| Task instructions |
Find each line of the material below that contains the string "sock" and copy those lines in full. Matching is case-sensitive.

| Provided records |
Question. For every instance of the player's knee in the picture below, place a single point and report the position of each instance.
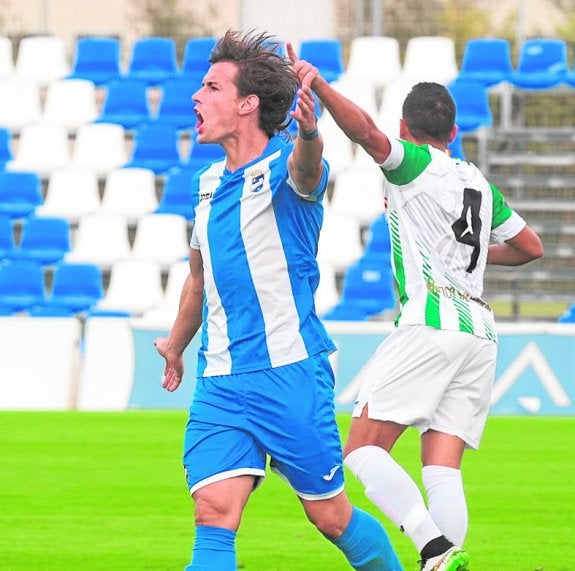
(328, 520)
(212, 510)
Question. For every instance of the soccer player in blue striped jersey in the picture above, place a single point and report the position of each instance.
(435, 370)
(265, 385)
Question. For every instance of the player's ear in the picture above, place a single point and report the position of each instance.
(453, 133)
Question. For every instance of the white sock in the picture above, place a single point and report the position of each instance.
(394, 492)
(446, 500)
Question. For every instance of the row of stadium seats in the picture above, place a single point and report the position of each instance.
(75, 289)
(76, 284)
(43, 59)
(75, 102)
(44, 148)
(75, 191)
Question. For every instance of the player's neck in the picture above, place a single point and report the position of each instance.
(242, 149)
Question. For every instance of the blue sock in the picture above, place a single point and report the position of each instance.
(366, 545)
(214, 550)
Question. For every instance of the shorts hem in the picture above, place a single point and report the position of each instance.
(257, 472)
(308, 496)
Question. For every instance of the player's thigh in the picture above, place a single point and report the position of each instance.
(217, 445)
(293, 417)
(406, 378)
(465, 404)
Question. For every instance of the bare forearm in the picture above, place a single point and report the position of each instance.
(525, 247)
(189, 318)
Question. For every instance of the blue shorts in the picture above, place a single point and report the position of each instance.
(286, 413)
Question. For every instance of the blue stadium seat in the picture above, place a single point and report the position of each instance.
(472, 104)
(203, 154)
(126, 103)
(20, 193)
(368, 290)
(195, 62)
(44, 240)
(487, 60)
(156, 148)
(6, 153)
(176, 107)
(542, 64)
(153, 60)
(326, 55)
(21, 285)
(76, 287)
(569, 315)
(177, 197)
(97, 59)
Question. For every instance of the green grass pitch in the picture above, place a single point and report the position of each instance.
(105, 491)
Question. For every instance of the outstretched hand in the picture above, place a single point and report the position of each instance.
(304, 111)
(174, 369)
(305, 71)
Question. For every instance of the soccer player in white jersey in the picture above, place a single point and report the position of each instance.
(265, 386)
(436, 369)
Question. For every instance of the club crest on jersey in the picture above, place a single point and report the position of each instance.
(257, 180)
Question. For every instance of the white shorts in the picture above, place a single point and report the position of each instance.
(431, 379)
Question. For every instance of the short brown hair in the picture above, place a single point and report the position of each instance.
(262, 71)
(429, 111)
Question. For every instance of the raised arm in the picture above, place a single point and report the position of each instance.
(523, 248)
(356, 123)
(305, 164)
(185, 326)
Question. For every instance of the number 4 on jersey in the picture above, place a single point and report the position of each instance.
(467, 228)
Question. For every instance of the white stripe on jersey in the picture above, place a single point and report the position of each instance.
(258, 219)
(217, 355)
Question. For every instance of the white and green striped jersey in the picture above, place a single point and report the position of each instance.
(442, 215)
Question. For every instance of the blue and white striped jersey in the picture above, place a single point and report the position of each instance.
(258, 239)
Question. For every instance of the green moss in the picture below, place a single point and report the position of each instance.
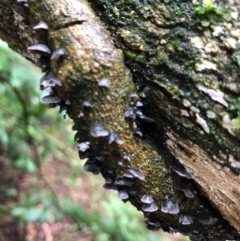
(208, 6)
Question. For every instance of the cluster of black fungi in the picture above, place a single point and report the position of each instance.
(126, 185)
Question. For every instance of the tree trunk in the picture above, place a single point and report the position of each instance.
(165, 126)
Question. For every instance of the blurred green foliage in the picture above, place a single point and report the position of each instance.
(29, 135)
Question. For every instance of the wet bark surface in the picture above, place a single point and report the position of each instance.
(165, 126)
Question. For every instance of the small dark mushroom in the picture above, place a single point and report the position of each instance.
(185, 219)
(188, 193)
(207, 220)
(136, 173)
(147, 199)
(84, 146)
(91, 166)
(98, 130)
(114, 138)
(39, 48)
(123, 195)
(181, 171)
(104, 82)
(41, 25)
(150, 207)
(87, 104)
(130, 113)
(51, 99)
(58, 53)
(170, 206)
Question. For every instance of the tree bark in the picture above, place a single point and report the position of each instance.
(177, 138)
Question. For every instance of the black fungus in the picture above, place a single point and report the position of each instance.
(91, 166)
(43, 63)
(139, 104)
(84, 146)
(150, 207)
(170, 206)
(98, 130)
(146, 119)
(41, 25)
(123, 195)
(104, 82)
(133, 96)
(49, 80)
(188, 193)
(153, 225)
(114, 138)
(87, 104)
(130, 113)
(207, 220)
(185, 219)
(138, 132)
(39, 48)
(147, 199)
(57, 54)
(181, 171)
(136, 173)
(128, 174)
(121, 182)
(51, 99)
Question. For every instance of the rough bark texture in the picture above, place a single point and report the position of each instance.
(178, 138)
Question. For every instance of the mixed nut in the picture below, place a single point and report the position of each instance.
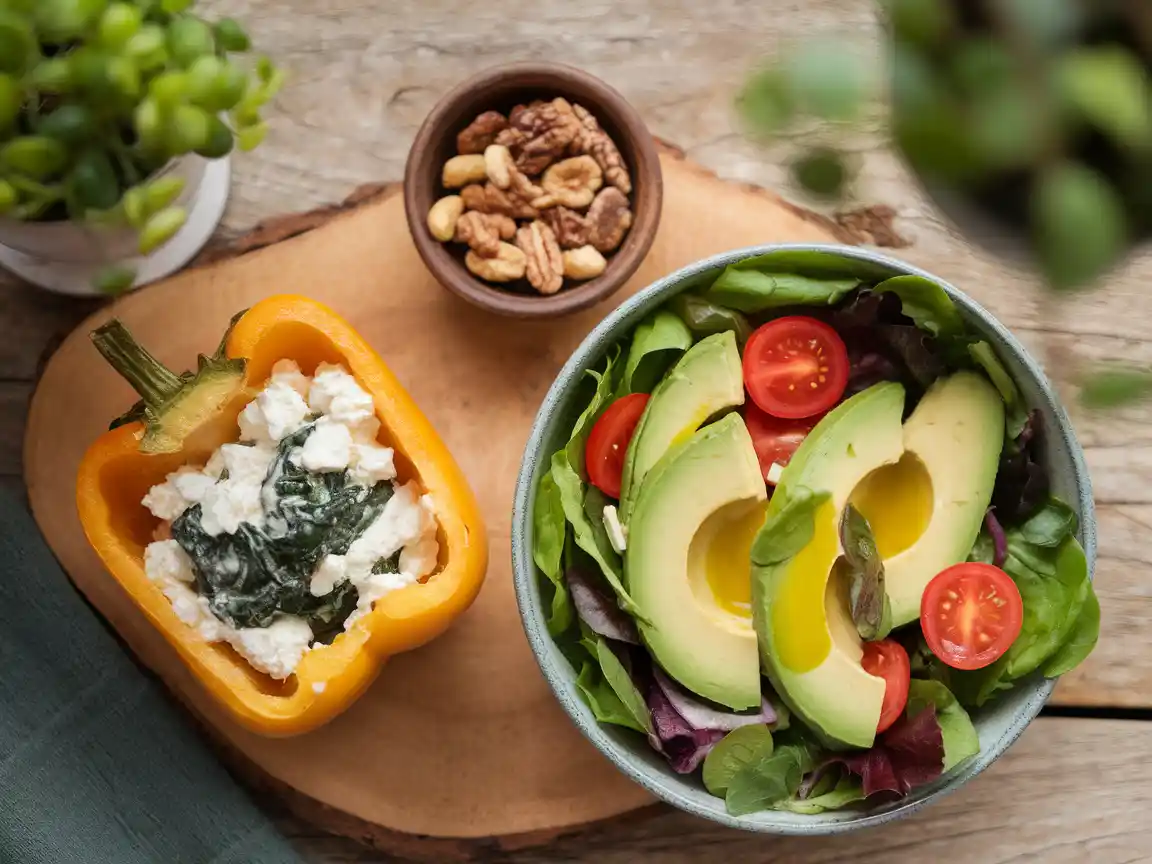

| Solved problem |
Question. For every instance of the white sock in the picture above, place a single point and report the position of each instance.
Question. For every instance of the blue sock in the picture above, place a single point and report the position of each instance.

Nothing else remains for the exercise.